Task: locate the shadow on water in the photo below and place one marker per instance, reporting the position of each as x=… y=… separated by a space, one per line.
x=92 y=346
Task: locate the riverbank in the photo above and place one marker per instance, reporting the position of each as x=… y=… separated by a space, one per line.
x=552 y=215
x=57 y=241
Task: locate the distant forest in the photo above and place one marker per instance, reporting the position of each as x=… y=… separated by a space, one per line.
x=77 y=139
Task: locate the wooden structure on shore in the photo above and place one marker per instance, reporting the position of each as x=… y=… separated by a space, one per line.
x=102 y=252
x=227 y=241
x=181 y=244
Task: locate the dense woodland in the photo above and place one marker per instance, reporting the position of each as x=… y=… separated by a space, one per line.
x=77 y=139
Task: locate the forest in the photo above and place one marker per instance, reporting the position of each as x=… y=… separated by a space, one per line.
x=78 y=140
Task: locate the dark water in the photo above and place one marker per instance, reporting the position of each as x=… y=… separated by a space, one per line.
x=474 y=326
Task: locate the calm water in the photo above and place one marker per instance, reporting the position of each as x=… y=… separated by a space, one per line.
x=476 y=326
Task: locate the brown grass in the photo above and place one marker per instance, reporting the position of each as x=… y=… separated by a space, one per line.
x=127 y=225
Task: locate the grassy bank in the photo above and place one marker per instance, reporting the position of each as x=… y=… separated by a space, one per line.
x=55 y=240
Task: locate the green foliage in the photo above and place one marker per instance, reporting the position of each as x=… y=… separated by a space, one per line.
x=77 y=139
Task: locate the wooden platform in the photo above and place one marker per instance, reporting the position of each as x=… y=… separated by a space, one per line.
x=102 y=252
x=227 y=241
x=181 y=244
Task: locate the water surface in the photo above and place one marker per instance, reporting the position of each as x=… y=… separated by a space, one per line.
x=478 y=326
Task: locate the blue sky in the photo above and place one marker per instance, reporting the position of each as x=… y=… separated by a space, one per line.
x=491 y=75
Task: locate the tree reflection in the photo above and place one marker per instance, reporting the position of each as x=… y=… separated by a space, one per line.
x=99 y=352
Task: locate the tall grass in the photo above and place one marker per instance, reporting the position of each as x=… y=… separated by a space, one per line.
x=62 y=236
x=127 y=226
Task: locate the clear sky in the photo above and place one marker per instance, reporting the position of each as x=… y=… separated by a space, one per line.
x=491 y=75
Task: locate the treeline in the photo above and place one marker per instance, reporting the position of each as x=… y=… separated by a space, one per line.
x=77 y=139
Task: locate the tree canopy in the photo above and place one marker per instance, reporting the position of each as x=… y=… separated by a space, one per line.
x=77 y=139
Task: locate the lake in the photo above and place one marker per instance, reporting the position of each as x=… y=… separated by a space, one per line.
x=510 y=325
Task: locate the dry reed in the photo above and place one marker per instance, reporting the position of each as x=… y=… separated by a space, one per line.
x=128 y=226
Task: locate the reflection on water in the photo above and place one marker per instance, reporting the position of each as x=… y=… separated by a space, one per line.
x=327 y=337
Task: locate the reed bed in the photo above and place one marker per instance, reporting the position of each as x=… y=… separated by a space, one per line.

▶ [WORK ORDER]: Line for line, set down the listing above again.

▶ [ANSWER BOX]:
Task: locate the shadow on water in the photo below and place one marker per instance, reporting the position of each as x=… y=… separated by a space, one per line.
x=92 y=346
Task: locate the riverbank in the photo above and place one marker per instance, reporting the position of each as x=… y=… separated by a space, one per line.
x=552 y=215
x=57 y=241
Task: locate the distant forest in the photo above and place one marker per instance, reporting the position of each as x=… y=… separated by a space, one per line.
x=77 y=139
Task: locate the wooden structure on shore in the photo above and place one marker per instance, reporting the position of each as x=… y=… separated by a space, one per line.
x=102 y=252
x=227 y=241
x=181 y=244
Task: locate the dense woodland in the photo above and place one marker per instance, reporting the position of each as x=… y=… separated by a space, one per line.
x=77 y=139
Task: locate the forest in the photo above and place one marker per instance, reporting the position of each as x=… y=… separated by a space, one per line.
x=78 y=140
Task: locate the dark water in the photo above and place one marker per instance, reporting the position of each as x=… y=… separated by a space, one per line.
x=474 y=326
Task: locate the calm water in the photo above and place one marker per instance, reporting the position of each as x=… y=… separated by a space, one per line.
x=476 y=326
Task: locate the brown grass in the photo above and place one marker per instance, reporting the position of each as x=… y=… separated by a space, one per line.
x=127 y=225
Task: locate the grassy bank in the photo above and place one marker per instance, reporting the position of each as x=… y=… separated by a space, one per line.
x=55 y=240
Task: locate the green foliage in the photo above and place one marker per instance, reporting the position of each as x=… y=… separated by a space, one per line.
x=77 y=139
Task: locate the wooden platform in the photo above and place one marker per instance, reporting the position of each as x=… y=… separated by a space, one per line.
x=102 y=252
x=227 y=241
x=181 y=244
Task: locate the water surface in the photo above and place one marker per instance, reporting the position of each as x=… y=… separated by a space, one per line.
x=478 y=326
Task: locate the blue sky in the photo above and place one marker per instance, reporting the position of each as x=… y=… separated by a space, one per line.
x=491 y=75
Task: locate the tree reflection in the photo above and place one marker per instance, reporting the position of each as x=… y=… separated by a space, one per line.
x=99 y=352
Task: locate the tall grass in the photo above and place one marker per instance, reporting the position of each as x=… y=… separated by a space, one per line.
x=62 y=236
x=127 y=226
Task: locate the clear sky in the photo above and place one marker per instance, reporting the position of each as x=… y=… separated by a space, one per line.
x=491 y=75
Task: locate the treeline in the photo above and place one marker per instance, reporting the position of each as x=… y=… separated by a space, one per line.
x=77 y=139
Task: locate the tree canopy in the photo above and place one marker per instance, reporting the position of each as x=… y=… separated by a space, one per line.
x=77 y=139
Task: locate the lake in the photo above and place one marker per instance, reporting the position of each as x=… y=… separated by a space, one per line.
x=510 y=325
Task: locate the dry reed in the photo above and place one marker per instance, reporting the position of each as x=… y=… separated by a space, one per line.
x=128 y=226
Task: locate the reflection on water in the photo above and place one marker per instance, reporting the position of each as x=… y=… separated by a space, one per line.
x=327 y=337
Task: locate the reed bed in the photo above and place one marker per instance, reporting the position of each as x=… y=… separated by a space, one per line.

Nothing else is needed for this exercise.